• Action item
Repeat the records. Keep every word and mark exactly as it is.

• Given records
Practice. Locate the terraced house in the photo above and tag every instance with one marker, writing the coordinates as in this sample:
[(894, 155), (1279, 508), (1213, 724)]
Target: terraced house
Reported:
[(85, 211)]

• Answer
Practice. Locate the terraced house in the photo above and tag every instance with one marker, writing the coordinates as in this sample:
[(894, 155), (1279, 508), (1213, 724)]
Target: terraced house
Reported:
[(85, 211)]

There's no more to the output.